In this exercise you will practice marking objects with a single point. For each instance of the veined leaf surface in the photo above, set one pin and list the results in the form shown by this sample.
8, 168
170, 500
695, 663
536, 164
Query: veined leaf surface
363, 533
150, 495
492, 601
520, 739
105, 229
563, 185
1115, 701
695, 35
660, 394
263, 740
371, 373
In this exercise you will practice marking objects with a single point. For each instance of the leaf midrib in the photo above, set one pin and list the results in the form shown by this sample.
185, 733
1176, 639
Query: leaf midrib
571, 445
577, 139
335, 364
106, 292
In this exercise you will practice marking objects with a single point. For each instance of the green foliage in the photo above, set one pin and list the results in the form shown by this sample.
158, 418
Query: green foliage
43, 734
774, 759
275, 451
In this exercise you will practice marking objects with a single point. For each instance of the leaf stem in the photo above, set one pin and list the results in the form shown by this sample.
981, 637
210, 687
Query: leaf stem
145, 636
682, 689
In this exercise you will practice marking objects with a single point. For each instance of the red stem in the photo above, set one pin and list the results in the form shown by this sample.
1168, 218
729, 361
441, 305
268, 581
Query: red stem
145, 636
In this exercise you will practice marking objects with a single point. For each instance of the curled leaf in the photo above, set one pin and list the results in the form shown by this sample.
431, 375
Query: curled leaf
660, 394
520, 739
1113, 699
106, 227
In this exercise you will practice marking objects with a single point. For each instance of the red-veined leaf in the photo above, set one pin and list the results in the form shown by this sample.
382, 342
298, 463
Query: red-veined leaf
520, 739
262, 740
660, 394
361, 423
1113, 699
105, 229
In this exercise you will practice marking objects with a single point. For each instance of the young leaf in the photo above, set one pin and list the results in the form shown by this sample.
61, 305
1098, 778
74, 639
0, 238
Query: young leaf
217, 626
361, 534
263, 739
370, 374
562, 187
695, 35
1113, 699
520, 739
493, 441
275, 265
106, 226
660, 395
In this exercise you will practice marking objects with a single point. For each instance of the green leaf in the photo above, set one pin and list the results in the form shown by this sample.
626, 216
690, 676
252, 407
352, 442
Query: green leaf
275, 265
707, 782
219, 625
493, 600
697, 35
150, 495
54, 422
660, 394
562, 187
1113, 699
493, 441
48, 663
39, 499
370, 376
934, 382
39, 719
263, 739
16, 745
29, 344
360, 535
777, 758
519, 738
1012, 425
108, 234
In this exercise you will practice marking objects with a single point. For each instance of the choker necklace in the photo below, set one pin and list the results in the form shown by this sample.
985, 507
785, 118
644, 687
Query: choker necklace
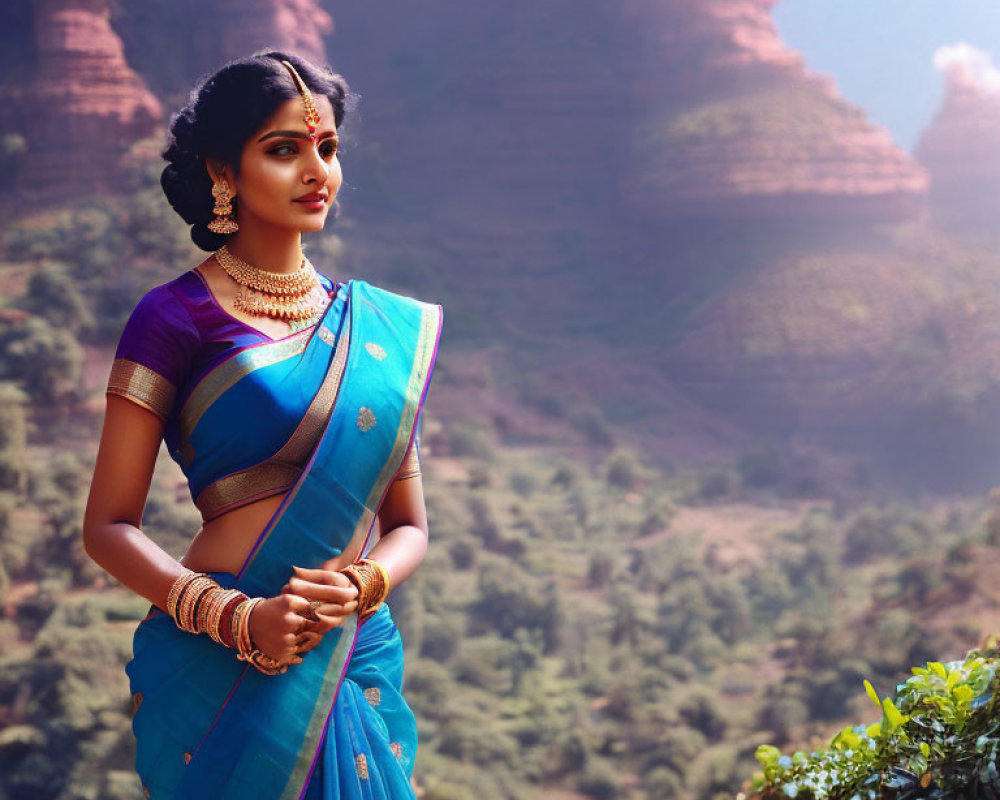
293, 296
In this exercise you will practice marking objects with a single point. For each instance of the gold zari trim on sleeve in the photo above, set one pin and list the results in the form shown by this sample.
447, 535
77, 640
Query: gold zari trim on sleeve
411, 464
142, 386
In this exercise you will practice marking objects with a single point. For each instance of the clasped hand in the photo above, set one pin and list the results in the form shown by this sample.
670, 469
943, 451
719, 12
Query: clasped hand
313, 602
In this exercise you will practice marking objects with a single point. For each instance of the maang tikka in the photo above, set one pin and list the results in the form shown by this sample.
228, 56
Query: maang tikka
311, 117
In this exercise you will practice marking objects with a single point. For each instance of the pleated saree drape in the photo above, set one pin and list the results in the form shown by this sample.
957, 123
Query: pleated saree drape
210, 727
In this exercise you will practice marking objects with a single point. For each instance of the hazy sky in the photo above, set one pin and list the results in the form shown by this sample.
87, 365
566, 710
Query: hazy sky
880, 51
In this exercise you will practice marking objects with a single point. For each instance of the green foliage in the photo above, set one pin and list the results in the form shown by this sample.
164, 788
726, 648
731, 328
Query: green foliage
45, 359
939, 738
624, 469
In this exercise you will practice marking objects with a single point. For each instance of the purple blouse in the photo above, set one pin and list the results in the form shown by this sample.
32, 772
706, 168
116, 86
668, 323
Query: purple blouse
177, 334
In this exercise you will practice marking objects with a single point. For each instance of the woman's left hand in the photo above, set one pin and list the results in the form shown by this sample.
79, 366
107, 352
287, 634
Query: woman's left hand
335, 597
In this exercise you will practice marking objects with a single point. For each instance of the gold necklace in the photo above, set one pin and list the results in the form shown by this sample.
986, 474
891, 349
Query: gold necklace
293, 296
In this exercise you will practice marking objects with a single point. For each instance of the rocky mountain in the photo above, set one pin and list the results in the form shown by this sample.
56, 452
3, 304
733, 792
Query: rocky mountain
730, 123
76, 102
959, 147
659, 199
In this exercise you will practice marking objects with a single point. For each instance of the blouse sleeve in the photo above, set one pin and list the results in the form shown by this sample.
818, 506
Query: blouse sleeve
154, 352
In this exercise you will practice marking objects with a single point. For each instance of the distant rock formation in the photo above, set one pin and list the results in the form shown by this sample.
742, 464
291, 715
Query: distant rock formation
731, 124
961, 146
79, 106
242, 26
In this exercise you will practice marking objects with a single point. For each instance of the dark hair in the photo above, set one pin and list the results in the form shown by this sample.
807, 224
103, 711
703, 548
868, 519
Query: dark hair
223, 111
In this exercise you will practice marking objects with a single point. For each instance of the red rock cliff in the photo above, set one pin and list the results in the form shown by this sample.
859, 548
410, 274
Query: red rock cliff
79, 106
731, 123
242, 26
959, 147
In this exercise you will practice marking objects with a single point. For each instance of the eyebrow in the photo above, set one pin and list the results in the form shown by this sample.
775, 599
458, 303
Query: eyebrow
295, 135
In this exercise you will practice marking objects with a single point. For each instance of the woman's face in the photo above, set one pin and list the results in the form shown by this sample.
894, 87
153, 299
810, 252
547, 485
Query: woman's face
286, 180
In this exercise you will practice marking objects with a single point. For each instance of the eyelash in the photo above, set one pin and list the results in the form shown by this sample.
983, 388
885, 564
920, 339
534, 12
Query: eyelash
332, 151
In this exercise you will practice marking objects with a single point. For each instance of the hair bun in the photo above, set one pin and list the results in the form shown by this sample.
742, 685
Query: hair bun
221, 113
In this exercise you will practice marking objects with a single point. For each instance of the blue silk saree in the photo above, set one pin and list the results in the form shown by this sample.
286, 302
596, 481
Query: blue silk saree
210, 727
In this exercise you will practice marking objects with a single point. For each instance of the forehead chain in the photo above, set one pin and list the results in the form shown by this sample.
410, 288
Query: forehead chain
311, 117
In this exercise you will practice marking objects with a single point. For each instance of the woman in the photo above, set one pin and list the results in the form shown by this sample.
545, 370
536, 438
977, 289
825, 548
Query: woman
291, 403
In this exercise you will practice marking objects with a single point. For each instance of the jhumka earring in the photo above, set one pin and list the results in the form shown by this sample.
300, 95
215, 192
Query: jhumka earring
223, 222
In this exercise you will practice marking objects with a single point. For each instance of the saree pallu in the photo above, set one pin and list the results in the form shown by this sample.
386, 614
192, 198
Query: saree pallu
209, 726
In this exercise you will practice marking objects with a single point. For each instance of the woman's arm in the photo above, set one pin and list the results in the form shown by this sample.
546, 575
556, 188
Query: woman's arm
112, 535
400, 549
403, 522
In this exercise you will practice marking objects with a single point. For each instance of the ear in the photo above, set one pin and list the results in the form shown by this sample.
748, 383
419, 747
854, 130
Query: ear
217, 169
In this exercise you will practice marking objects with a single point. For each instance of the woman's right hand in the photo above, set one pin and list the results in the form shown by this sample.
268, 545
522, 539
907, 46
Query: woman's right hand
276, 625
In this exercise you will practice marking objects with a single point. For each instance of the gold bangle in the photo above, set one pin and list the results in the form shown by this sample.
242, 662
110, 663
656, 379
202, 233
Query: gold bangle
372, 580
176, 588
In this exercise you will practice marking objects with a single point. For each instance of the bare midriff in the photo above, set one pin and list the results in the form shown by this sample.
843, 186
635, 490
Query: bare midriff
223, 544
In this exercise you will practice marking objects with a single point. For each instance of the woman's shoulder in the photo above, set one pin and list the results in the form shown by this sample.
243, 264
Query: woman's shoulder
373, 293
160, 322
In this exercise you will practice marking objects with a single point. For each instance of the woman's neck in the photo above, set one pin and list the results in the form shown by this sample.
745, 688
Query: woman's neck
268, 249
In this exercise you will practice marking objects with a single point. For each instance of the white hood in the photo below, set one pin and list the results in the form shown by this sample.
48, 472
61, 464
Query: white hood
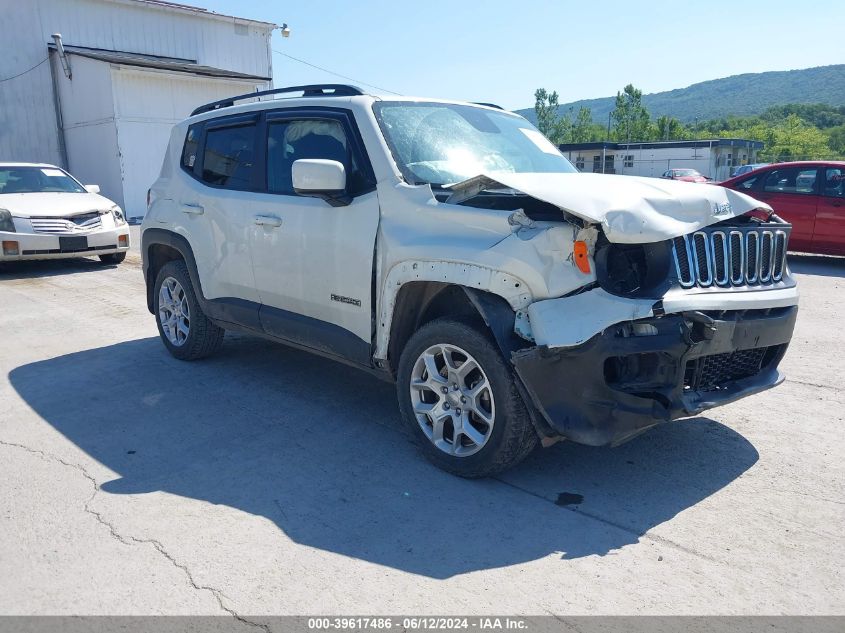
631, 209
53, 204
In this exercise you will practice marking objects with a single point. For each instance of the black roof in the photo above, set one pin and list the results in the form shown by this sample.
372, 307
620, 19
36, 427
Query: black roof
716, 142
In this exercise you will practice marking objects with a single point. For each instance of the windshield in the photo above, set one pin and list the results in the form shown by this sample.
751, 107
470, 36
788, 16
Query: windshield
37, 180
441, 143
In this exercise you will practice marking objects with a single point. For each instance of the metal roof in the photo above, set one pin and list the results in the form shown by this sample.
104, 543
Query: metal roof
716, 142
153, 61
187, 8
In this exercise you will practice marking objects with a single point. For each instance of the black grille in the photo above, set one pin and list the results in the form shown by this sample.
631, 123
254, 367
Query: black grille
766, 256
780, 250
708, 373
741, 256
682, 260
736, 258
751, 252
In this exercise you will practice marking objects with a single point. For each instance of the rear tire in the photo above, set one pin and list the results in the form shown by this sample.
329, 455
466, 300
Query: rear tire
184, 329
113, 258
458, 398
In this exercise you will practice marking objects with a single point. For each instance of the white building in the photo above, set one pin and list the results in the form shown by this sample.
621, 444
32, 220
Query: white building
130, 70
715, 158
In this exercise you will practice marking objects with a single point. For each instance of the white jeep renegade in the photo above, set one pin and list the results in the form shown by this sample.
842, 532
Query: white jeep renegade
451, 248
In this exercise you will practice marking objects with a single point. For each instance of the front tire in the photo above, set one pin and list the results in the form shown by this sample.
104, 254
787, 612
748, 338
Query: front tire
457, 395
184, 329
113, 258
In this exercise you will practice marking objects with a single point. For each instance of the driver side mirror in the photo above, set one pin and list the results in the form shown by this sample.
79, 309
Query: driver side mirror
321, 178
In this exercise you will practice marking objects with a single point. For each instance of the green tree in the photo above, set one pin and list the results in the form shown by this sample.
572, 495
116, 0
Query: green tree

*REQUIREMENT*. Respond with a single number, namely how many lines of the entries contain the word "tree".

*ANSWER SECTION*. 2